* **Assignment**
At the line with "around the raised", start repeating the data, and continue line by line through the final line, exactly.
▼
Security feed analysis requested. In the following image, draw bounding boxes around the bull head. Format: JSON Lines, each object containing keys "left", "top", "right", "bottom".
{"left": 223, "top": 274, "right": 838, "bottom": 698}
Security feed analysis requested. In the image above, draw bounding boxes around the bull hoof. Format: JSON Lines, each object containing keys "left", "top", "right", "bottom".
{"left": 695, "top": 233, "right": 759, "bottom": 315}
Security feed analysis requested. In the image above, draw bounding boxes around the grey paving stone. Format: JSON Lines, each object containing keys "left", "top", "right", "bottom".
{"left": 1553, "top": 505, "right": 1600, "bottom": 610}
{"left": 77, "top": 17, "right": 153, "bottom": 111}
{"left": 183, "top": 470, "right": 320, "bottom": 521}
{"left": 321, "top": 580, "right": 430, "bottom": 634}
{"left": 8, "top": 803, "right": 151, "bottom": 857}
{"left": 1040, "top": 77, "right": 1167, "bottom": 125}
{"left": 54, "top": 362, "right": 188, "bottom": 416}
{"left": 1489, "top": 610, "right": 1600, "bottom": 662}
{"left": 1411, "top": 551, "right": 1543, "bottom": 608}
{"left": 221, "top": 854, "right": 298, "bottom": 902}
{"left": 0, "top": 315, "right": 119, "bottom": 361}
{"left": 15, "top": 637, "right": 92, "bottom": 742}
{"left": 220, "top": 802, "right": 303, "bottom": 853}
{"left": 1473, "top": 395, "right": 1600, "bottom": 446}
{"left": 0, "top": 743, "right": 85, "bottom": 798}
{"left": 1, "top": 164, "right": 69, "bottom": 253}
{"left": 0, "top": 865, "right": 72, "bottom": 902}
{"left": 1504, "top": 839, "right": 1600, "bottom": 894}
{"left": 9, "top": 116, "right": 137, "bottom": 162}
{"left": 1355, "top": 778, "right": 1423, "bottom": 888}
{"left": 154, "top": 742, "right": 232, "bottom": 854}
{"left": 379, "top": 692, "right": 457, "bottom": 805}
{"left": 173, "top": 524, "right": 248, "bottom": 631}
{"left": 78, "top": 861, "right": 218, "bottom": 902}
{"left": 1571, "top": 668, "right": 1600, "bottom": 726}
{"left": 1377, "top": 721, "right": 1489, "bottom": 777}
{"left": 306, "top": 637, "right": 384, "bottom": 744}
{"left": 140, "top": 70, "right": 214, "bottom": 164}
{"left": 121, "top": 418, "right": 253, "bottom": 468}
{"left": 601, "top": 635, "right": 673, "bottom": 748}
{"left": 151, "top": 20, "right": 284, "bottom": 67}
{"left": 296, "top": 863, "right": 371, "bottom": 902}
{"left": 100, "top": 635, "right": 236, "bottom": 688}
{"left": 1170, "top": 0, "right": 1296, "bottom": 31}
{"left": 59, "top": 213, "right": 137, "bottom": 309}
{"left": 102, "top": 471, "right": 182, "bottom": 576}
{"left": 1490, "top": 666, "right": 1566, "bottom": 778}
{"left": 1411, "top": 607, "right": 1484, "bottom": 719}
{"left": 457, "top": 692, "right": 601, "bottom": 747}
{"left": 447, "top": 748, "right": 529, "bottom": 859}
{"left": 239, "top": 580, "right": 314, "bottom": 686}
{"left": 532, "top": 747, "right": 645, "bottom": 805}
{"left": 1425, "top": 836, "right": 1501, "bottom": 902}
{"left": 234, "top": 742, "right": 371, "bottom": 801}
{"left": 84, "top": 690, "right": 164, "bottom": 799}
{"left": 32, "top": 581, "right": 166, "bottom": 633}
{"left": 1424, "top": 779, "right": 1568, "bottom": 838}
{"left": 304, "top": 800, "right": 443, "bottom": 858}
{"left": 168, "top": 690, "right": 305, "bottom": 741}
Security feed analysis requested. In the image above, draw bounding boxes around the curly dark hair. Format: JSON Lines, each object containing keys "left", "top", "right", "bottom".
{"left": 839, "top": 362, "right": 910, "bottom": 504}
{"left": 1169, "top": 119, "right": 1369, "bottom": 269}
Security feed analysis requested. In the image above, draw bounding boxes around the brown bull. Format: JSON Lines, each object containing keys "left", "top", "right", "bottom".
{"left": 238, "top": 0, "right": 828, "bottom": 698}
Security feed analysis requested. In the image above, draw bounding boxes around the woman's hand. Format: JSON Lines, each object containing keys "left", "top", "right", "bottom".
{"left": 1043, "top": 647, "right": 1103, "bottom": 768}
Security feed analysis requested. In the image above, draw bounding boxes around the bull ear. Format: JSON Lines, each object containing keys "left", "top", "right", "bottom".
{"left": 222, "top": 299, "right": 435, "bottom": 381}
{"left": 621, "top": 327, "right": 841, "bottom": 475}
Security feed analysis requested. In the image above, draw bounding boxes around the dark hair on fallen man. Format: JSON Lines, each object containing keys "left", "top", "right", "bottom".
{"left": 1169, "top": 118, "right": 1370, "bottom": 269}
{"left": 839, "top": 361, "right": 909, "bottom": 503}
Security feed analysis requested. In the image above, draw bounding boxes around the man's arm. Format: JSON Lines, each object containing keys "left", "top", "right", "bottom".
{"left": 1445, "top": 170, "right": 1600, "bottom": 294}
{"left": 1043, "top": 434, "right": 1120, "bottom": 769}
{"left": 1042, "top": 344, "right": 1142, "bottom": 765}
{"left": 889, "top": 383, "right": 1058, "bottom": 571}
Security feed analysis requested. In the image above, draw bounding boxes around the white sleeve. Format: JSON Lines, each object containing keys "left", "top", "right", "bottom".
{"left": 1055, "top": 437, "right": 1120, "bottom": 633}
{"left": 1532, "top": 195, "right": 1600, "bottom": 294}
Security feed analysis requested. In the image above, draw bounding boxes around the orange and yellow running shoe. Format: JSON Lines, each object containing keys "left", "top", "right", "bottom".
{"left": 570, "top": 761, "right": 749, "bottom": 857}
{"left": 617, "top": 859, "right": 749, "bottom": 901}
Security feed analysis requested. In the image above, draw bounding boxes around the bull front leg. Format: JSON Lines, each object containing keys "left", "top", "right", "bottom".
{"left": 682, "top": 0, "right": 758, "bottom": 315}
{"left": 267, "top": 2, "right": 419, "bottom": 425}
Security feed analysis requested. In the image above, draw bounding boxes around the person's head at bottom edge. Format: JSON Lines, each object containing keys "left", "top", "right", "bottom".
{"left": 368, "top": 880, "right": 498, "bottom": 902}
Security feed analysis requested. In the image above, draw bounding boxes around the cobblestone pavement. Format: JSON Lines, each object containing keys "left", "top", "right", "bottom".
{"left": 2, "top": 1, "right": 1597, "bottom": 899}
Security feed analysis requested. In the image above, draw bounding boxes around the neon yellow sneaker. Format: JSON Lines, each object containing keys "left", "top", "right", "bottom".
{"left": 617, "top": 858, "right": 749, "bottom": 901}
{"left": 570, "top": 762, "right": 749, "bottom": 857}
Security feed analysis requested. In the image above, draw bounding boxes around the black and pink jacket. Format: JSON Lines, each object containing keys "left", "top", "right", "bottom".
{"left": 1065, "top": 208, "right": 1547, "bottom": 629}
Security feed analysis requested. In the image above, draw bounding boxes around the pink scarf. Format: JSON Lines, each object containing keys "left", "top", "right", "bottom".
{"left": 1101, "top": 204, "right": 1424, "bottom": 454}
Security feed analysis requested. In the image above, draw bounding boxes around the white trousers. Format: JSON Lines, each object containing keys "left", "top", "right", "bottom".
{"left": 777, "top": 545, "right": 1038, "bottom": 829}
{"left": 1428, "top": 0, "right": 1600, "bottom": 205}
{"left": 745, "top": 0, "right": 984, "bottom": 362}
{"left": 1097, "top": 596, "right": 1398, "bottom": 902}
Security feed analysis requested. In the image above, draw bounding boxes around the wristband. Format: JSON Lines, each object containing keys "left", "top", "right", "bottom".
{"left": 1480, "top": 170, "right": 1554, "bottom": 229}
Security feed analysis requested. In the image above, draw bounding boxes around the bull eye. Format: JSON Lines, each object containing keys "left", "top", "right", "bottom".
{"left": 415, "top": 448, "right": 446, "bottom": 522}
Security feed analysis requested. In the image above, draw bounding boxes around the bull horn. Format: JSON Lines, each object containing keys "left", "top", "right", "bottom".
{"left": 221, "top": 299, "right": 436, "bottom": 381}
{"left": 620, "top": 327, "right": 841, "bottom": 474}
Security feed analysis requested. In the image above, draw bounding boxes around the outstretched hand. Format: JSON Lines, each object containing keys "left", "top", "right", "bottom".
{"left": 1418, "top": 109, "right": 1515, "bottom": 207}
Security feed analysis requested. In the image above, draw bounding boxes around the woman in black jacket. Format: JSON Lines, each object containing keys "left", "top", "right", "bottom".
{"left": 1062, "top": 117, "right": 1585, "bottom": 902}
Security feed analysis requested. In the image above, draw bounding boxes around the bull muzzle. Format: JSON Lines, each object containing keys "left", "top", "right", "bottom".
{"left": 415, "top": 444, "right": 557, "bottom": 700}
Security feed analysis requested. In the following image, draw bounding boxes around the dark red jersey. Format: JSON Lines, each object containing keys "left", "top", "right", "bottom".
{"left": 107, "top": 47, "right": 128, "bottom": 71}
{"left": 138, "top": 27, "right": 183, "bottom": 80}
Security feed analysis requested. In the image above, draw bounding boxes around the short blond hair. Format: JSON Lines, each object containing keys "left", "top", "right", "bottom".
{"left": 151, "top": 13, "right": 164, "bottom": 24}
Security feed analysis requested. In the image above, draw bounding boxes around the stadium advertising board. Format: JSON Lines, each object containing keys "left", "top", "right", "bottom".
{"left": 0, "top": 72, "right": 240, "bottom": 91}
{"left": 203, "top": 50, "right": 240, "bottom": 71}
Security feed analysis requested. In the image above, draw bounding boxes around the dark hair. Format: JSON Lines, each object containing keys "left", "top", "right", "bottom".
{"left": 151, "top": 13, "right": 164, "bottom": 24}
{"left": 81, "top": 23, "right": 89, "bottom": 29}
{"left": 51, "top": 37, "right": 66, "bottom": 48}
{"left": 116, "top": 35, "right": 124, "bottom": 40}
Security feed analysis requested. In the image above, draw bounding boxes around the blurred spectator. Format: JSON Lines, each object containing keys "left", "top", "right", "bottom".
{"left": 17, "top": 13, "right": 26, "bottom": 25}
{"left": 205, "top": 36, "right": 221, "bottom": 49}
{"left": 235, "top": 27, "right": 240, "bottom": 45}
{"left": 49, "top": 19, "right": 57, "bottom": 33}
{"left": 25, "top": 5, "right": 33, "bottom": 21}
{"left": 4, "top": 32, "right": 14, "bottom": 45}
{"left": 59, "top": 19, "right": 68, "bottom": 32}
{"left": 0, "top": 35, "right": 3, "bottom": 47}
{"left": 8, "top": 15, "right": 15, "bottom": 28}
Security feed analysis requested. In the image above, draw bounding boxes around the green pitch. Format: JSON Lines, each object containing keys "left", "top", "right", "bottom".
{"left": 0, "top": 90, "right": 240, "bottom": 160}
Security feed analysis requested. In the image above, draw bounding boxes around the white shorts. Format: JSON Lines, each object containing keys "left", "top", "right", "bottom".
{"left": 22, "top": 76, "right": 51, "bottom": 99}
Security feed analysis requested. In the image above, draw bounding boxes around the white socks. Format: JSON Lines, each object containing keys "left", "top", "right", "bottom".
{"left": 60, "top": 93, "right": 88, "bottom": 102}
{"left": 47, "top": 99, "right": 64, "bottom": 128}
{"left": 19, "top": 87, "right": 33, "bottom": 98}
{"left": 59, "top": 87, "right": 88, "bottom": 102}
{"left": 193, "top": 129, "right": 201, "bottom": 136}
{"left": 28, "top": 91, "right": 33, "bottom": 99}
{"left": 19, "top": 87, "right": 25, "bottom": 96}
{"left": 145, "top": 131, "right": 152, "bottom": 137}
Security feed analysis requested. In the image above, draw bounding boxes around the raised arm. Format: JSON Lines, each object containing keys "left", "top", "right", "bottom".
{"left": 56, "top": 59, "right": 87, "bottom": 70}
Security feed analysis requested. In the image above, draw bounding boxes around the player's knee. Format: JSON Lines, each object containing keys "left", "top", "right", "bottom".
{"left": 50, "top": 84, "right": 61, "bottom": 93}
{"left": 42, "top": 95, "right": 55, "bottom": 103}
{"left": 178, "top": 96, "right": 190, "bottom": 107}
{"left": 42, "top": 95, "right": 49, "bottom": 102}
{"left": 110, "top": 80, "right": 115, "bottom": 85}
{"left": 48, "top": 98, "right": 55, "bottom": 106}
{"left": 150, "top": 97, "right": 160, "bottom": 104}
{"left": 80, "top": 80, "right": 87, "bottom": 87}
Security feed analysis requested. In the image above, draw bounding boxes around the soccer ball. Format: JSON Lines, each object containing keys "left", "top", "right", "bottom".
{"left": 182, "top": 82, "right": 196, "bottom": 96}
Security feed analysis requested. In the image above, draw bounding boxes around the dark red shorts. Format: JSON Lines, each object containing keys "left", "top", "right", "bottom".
▲
* **Task response**
Security feed analysis requested. In the image above, draw bounding boxes around the raised arm. Format: JSON Lines, each object containing keys "left", "top", "right", "bottom".
{"left": 56, "top": 59, "right": 87, "bottom": 70}
Security feed analysis requested. In the image above, draw bounding boxes around the player's knee. Format: JSON Lines, each object containing keys "left", "top", "right", "bottom".
{"left": 50, "top": 84, "right": 61, "bottom": 93}
{"left": 42, "top": 95, "right": 55, "bottom": 103}
{"left": 178, "top": 96, "right": 190, "bottom": 107}
{"left": 42, "top": 95, "right": 49, "bottom": 102}
{"left": 110, "top": 80, "right": 115, "bottom": 85}
{"left": 48, "top": 98, "right": 55, "bottom": 106}
{"left": 150, "top": 97, "right": 160, "bottom": 104}
{"left": 80, "top": 80, "right": 87, "bottom": 87}
Security feed analysis requested. In the image above, draw bounding boxes around the soccer ball. Format: JSON Lines, each object containing keys "left", "top", "right", "bottom".
{"left": 182, "top": 82, "right": 196, "bottom": 96}
Security feed analysis requested. In the image above, draw bounding boxes around the dark red shorts. Format: JSON Lines, each object containing keys "left", "top", "right", "bottom".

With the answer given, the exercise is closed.